TASK TO COMPLETE: Restate the whole of the data verbatim, omitting nothing.

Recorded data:
== == ==
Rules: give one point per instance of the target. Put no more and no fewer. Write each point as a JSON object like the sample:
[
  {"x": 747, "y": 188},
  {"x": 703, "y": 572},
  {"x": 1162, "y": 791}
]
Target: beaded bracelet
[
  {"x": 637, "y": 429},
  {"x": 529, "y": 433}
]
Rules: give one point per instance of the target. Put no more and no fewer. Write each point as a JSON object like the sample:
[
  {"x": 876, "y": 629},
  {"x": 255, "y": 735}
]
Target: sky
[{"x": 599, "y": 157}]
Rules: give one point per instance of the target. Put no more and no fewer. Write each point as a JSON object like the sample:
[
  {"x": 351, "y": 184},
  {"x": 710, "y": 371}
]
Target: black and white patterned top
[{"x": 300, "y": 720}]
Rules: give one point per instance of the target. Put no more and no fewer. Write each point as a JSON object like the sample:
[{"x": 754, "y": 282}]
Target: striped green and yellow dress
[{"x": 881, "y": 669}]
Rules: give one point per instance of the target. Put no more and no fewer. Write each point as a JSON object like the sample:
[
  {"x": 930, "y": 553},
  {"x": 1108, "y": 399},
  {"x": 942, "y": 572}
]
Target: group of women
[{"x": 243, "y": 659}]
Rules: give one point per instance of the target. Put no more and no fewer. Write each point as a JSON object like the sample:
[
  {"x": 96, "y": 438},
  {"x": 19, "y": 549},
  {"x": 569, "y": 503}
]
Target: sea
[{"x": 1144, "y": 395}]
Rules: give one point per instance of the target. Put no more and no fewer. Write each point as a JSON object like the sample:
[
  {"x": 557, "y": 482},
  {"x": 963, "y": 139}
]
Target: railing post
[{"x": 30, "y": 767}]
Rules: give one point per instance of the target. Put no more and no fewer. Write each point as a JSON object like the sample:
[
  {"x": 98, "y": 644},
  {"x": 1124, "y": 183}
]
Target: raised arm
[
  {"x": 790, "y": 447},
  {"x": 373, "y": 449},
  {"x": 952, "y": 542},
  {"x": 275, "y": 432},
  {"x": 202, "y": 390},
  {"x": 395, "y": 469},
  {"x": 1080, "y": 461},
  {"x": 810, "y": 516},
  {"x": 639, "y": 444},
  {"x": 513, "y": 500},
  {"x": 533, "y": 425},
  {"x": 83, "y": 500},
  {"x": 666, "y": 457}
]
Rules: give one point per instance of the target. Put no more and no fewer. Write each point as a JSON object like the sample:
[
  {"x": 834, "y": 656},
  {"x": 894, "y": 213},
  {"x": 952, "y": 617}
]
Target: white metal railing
== == ==
RESPONSE:
Rules: give one point per instance of the target. Put no more and no fewer. Write each point as a JSON object like the sample:
[
  {"x": 747, "y": 188},
  {"x": 703, "y": 572},
  {"x": 1162, "y": 791}
]
Target: beaded bracelet
[
  {"x": 637, "y": 429},
  {"x": 529, "y": 433}
]
Rules: give one point per instance of the target. Put no more and no fewer. Write each point as a JSON object like the sample:
[
  {"x": 876, "y": 629},
  {"x": 255, "y": 735}
]
Target: sky
[{"x": 599, "y": 157}]
Rules: give one point per instance of the target. Put no more and no fewer. Write each point as a JSON object like the sample:
[
  {"x": 351, "y": 184},
  {"x": 710, "y": 371}
]
Target: black and white patterned top
[{"x": 300, "y": 720}]
Rules: give one point per instance of the target. Put no more and no fewer. Write each point as a JSON object like the sample:
[{"x": 754, "y": 282}]
Target: striped green and yellow dress
[{"x": 881, "y": 669}]
Rules: give one point per instance of the target. Put no more and no fewer. Write each point as a JSON object like the sample:
[
  {"x": 930, "y": 553},
  {"x": 1108, "y": 399},
  {"x": 942, "y": 572}
]
Target: group of women
[{"x": 243, "y": 659}]
Rules: give one point per instance of the target. Put no more and no fewer. Write each point as a JSON object like the sample:
[
  {"x": 96, "y": 438},
  {"x": 19, "y": 549},
  {"x": 569, "y": 503}
]
Target: sea
[{"x": 1144, "y": 395}]
Rules: give one point per instance of the target. Put no more and no fewer. Write each point as a JSON object like the sample:
[
  {"x": 557, "y": 482},
  {"x": 963, "y": 139}
]
Target: railing post
[{"x": 30, "y": 767}]
Rules: give one point per instance of the target. Put no more and no fewer. Write each point as a JSON object like the sample:
[
  {"x": 98, "y": 644},
  {"x": 1124, "y": 183}
]
Target: raised arm
[
  {"x": 790, "y": 447},
  {"x": 373, "y": 449},
  {"x": 952, "y": 542},
  {"x": 275, "y": 432},
  {"x": 202, "y": 390},
  {"x": 395, "y": 469},
  {"x": 1080, "y": 461},
  {"x": 810, "y": 516},
  {"x": 639, "y": 444},
  {"x": 513, "y": 500},
  {"x": 533, "y": 425},
  {"x": 83, "y": 500},
  {"x": 666, "y": 457}
]
Rules: give one point per instance of the target. Put no more and no fewer. Write each point as a JSON object like the sample:
[
  {"x": 834, "y": 656},
  {"x": 894, "y": 213},
  {"x": 952, "y": 617}
]
Target: white metal railing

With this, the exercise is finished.